== Brano da leggere ==
    Un abbraccio. Marco

  2. Sono affezionata al libro di C.Pinkola Estes, le storie che racconta sono medicine perché
    “scritte come un leggero tatuaggio sulla pelle della persona che le ha vissute”

    La speranza con la quale chiude il libro mi pare sia ciò che noi sperimentiamo nel laboratorio di dP.

    “Spero che lascerete che le storie vi accadano, e che le elaborerete, le annaffierete con il vostro sangue e le vostre lacrime e le vostre risa finchè non fioriranno, finchè voi medesime non fiorirete. Allora vedrete che medicine sono e, dove e quando somministrarle. Questo è il lavoro. L’unico lavoro”. (Donne che corrono coi lupi, pagg 458-459)

    In dP trovo un luogo in cui essere e raccontarmi senza vergogna, mi sento in buona compagnia nella ricerca di un nuovo linguaggio che mi/ci aiuta a vivere la trasformazione con maggiore consapevolezza e a comprenderne il senso.

    Sempre di più mi rendo conto che la via del ritorno verso la vera identità non è solo lavoro personale, ma impegno politico necessario alla prosecuzione della storia umana sul Pianeta.

    E’ davvero bello guardare con occhi benevoli il brutto anatroccolo che riconosco in me perché adesso vedo anche il cigno, un glorioso cigno che, leggero, si alza in volo.

    Grazie e un abbraccio.
    Giuliana

  3. che strano, stamattina alle 6, rimuginavo: ho una collana a matasse- è la collana di un re- fatta di succhi ed umori- è la collana di un re- fatta di trame ad intreccio- è la collana di un re -che soffre se soffia il vento- è la collana di un re- che stringe a ogni battito di tempo- è la collana di un re. Poi apro il sito e vi vedo. ciao, Antonella

  4. Condivido anch’io quanto è stato scritto in questo thread.
    Personalmente oscillo tra il sentirmi brutto anatroccolo (molto spesso) e il sentirmi cigno o per lo meno in trasformazione verso la “cignitudine”. Questo passaggio mi accade soprattutto quando sono con persone con cui riesco a stabilire una relazione profonda, quando percepisco una sintonia nel sentire comune. Allora la speranza si rianima e si rinvigorisce la fiducia nella mia/nostra destinazione a diventare un vero cigno.
    Il percorso in dP mi sta aiutando proprio in questa direzione, cioè a togliere qualche penna dell’anatroccolo per scoprire quelle del cigno.
    Grazie Antonietta!
    iside

  5. Grazie , cara Antonietta, anche dell’espressiva lettura della fiaba.
===
▶ [Obiettivo esercizio]:
Puoi rispondere in breve a queste domande sul brano?
1. Da quali pagine di "Donne che corrono coi lupi" viene la citazione riportata?
2. A che ora Antonella stava rimuginando sulla collana?
3. Chi ringrazia iside alla fine del suo commento?
== Informazioni ==
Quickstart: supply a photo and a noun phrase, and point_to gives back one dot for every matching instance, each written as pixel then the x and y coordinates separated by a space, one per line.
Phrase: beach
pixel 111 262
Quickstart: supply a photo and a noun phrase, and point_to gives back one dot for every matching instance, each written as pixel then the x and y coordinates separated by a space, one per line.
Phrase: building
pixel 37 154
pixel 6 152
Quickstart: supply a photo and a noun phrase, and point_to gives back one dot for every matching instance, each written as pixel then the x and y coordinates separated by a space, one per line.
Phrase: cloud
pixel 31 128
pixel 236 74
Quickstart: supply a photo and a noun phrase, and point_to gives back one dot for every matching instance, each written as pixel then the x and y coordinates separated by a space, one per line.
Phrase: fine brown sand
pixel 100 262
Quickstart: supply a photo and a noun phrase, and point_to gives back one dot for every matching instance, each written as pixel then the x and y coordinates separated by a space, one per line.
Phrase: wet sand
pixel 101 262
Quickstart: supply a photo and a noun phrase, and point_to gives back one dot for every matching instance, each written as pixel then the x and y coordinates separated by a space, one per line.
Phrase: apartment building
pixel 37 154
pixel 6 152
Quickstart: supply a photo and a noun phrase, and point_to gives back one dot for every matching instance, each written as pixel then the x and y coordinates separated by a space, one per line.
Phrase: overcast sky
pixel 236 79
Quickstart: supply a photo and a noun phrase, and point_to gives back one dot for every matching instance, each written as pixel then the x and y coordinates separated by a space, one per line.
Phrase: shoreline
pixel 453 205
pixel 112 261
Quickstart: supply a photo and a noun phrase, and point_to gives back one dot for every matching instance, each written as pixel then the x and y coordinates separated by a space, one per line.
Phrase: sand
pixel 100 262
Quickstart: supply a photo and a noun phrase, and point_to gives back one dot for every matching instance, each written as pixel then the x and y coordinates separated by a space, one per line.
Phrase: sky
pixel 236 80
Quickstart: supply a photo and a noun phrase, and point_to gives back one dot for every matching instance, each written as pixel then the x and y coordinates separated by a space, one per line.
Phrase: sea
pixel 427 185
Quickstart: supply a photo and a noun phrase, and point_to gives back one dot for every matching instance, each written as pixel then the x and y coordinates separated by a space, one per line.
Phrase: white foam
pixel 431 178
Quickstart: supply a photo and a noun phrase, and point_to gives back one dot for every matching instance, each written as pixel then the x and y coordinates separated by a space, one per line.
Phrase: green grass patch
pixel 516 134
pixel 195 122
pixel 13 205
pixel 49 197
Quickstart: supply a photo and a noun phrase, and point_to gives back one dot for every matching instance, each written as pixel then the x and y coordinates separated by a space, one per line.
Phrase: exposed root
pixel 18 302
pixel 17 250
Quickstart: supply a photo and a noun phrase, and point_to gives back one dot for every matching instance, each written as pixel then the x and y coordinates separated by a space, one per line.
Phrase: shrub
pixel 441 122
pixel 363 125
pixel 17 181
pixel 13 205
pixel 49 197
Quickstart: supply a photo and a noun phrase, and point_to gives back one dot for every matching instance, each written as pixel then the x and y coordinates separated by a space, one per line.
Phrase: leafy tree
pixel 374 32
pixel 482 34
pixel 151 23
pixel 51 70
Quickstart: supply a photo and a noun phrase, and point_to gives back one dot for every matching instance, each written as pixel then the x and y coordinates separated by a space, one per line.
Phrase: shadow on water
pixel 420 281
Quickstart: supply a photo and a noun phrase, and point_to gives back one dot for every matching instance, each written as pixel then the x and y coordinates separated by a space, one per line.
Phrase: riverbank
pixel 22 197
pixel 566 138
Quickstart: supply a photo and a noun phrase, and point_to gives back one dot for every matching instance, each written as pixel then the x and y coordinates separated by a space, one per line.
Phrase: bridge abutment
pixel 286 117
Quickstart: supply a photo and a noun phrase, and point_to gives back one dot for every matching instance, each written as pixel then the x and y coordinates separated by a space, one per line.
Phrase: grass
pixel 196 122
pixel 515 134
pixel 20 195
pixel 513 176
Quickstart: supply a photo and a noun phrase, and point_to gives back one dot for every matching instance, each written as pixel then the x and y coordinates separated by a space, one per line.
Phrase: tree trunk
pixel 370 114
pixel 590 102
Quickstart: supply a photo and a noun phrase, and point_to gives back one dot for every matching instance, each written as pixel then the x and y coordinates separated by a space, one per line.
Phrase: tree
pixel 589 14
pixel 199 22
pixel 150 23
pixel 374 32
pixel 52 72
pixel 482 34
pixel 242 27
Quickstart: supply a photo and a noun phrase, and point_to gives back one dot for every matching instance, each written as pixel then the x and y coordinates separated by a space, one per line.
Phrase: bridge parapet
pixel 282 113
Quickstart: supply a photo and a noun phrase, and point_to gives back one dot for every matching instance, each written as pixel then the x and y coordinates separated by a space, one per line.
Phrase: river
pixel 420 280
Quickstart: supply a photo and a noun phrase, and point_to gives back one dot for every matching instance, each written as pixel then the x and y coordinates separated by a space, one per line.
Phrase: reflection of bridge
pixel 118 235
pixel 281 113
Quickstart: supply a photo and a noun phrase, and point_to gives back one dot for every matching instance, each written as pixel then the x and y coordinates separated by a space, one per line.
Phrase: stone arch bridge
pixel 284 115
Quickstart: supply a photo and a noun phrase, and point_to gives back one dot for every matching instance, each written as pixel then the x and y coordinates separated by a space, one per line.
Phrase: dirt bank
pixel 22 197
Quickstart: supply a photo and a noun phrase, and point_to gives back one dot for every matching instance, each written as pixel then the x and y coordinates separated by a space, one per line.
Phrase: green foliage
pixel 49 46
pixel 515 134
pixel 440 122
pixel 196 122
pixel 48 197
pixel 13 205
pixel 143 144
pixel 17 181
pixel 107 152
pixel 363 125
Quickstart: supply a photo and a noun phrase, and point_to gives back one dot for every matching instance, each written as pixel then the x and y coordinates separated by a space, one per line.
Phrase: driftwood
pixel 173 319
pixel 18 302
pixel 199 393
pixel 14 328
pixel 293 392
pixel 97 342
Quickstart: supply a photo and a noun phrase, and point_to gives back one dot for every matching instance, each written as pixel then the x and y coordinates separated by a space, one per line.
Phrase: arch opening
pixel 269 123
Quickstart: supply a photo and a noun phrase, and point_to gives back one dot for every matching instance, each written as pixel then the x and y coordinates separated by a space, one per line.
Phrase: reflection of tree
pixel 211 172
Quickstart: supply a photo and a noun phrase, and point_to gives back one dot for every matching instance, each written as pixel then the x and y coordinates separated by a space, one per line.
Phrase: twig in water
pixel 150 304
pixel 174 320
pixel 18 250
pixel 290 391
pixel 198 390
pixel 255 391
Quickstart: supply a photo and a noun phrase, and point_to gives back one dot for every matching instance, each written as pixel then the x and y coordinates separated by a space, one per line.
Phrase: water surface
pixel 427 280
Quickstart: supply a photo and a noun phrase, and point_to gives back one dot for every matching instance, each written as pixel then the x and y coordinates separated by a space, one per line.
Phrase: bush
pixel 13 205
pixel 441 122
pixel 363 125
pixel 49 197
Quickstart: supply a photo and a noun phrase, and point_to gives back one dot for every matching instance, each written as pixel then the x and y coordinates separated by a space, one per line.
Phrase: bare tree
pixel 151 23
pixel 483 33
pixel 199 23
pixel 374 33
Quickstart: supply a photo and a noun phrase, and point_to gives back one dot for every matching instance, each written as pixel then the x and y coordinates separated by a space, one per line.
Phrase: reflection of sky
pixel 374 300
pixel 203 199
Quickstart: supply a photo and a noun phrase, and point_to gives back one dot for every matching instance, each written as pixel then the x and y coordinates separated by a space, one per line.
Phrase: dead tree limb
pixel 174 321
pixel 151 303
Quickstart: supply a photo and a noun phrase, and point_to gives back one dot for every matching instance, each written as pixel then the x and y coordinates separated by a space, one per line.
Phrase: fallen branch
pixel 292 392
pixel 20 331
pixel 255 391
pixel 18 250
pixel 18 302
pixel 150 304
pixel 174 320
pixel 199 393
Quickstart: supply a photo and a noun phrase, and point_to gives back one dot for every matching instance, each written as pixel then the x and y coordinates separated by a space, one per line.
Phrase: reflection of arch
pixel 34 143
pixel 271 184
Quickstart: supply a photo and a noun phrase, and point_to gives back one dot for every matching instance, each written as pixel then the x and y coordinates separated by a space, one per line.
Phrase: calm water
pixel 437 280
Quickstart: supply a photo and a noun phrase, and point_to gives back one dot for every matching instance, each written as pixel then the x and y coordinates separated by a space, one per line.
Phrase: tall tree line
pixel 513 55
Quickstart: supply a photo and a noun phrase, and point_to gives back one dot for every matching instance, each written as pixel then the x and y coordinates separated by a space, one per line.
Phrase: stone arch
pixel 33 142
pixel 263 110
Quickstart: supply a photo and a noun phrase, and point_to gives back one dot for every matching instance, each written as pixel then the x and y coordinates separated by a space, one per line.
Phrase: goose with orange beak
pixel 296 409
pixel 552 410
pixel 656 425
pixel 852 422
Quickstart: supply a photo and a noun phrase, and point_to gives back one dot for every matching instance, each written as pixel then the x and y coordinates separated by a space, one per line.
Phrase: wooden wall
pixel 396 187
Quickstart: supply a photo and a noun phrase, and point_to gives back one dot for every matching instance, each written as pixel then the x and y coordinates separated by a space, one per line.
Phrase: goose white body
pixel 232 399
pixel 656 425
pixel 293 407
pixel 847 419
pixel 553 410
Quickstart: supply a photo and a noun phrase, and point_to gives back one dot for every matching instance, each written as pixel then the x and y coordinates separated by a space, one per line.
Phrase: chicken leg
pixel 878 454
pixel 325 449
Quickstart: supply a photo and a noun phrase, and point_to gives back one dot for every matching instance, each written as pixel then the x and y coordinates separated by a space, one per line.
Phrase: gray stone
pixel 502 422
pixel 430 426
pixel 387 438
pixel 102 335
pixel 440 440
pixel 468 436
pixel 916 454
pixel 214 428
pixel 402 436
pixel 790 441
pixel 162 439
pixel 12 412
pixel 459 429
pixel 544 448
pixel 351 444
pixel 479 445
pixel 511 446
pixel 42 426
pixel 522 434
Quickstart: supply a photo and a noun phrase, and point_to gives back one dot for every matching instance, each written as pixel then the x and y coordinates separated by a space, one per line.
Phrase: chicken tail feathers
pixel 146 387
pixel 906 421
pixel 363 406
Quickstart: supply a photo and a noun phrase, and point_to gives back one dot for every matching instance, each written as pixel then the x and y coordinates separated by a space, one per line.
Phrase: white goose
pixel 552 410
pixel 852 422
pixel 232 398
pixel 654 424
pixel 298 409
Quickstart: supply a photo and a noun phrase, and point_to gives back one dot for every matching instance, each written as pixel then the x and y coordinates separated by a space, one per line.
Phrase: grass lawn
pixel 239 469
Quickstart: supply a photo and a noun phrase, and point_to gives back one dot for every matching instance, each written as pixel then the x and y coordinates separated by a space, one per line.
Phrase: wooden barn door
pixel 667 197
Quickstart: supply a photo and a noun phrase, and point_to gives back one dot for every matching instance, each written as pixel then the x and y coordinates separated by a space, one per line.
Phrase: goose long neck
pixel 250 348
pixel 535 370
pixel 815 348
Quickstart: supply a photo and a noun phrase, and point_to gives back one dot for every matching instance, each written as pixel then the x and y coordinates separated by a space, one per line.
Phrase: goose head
===
▶ [Risposta attesa]:
1. Dalle pagine 458-459.
2. Alle 6 del mattino.
3. Antonietta.